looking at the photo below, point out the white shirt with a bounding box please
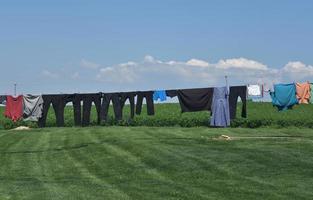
[248,85,261,96]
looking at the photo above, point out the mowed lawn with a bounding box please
[0,127,313,199]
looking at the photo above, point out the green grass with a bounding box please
[0,126,313,199]
[1,102,313,129]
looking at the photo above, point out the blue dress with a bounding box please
[270,83,298,111]
[210,87,230,127]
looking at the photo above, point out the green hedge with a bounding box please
[1,102,313,130]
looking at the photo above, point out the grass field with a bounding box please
[1,102,313,129]
[0,126,313,199]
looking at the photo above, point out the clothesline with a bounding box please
[1,86,248,128]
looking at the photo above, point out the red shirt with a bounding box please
[4,95,23,122]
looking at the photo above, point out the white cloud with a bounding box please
[282,61,313,74]
[186,59,209,67]
[97,63,138,84]
[280,61,313,81]
[216,57,268,70]
[93,56,279,90]
[42,70,59,79]
[41,56,313,92]
[80,58,100,69]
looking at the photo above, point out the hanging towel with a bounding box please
[4,95,23,122]
[210,87,230,127]
[296,82,311,104]
[247,85,261,97]
[153,90,167,102]
[270,83,298,111]
[23,95,44,121]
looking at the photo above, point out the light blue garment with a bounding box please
[210,87,230,127]
[270,83,298,111]
[153,90,167,102]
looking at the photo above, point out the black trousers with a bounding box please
[119,92,136,119]
[81,93,102,126]
[229,86,247,119]
[69,94,83,126]
[100,93,122,121]
[38,94,69,127]
[136,91,154,115]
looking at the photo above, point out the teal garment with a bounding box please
[310,83,313,103]
[270,83,298,111]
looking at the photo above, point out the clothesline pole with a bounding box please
[225,76,228,86]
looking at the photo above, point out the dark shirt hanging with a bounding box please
[176,88,214,113]
[165,90,178,98]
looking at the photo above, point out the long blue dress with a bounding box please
[210,87,230,127]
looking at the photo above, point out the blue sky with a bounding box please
[0,0,313,94]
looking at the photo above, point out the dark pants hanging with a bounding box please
[136,91,154,115]
[81,93,102,126]
[38,94,69,127]
[101,93,122,121]
[229,86,247,119]
[119,92,136,119]
[69,94,83,126]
========================================
## [WHAT YOU NEED TO DO]
Every line of the material must be reproduced verbatim; the pictures are to be omitted.

## [RESPONSE TO THIS TASK]
looking at the photo below, point out the white shirt with a bounding box please
[248,85,261,96]
looking at the photo above, point out the mowed lawn with a bounding box please
[0,127,313,199]
looking at the photo above, point out the green grass with a bounding box please
[0,126,313,199]
[1,102,313,129]
looking at the photo above, point out the blue dress with a bounding box please
[270,83,298,111]
[210,87,230,127]
looking at the photo above, point out the green hedge with a bounding box please
[1,102,313,130]
looking at the photo above, point out the grass field with a bounding box please
[1,102,313,129]
[0,126,313,199]
looking at the photo above, point out the clothesline with a bounding box please
[1,86,248,128]
looking at the photo above, point out the red shirt with a bounding box please
[4,95,23,122]
looking at the photo above, point out the white cloud with a bounding box please
[282,61,313,74]
[186,59,209,67]
[97,63,138,84]
[280,61,313,81]
[216,57,268,70]
[93,56,279,90]
[42,70,59,79]
[41,56,313,92]
[80,58,100,69]
looking at the photo above, point out the hanging towel with a bounding box please
[4,95,23,122]
[210,87,230,127]
[296,82,311,104]
[247,85,261,97]
[153,90,167,102]
[270,83,298,111]
[23,95,44,121]
looking at the photo above, point out the light blue garment with a bounding box please
[210,87,230,127]
[270,83,298,111]
[153,90,167,102]
looking at the photo above, point out the black trousers with a bounding box please
[119,92,136,119]
[81,93,102,126]
[229,86,247,119]
[69,94,83,126]
[100,93,122,121]
[38,94,69,127]
[136,91,154,115]
looking at the photo above, point out the teal garment with a bounding box please
[310,83,313,103]
[270,83,298,111]
looking at the photo above, point out the clothesline pole with a bounding box please
[225,76,228,86]
looking at the photo above, point out the dark shirt hanging with a bounding box please
[176,88,214,113]
[165,90,178,98]
looking at the photo above, point out the long blue dress with a bounding box please
[210,87,230,127]
looking at the photo above, point out the blue sky with a bounding box please
[0,0,313,94]
looking at the photo above, point out the dark pants hanging with a bounding box please
[136,91,154,115]
[81,93,102,126]
[38,94,69,127]
[101,93,122,121]
[229,86,247,119]
[119,92,136,119]
[69,94,83,126]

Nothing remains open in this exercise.